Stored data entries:
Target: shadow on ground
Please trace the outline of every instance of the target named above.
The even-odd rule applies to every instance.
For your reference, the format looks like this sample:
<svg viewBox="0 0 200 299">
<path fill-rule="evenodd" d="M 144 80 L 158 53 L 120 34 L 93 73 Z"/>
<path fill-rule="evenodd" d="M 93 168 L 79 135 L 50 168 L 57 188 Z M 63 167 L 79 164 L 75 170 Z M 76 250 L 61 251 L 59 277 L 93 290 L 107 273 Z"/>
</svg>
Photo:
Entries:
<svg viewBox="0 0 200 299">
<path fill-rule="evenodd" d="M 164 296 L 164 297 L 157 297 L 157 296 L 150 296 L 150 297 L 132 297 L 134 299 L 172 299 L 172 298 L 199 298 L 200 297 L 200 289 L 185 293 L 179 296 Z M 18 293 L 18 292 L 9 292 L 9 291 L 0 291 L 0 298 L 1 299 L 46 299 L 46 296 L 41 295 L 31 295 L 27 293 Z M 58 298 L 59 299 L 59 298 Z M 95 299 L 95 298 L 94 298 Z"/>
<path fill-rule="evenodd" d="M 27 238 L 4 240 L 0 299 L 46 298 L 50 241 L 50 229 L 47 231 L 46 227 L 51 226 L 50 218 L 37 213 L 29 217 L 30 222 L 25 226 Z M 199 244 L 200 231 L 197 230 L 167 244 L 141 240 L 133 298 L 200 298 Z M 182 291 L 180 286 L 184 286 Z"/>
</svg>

**About this exercise:** Whenever the word "every" occurs in a line of the records, that line counts once; state the total alone.

**Expected answer:** 2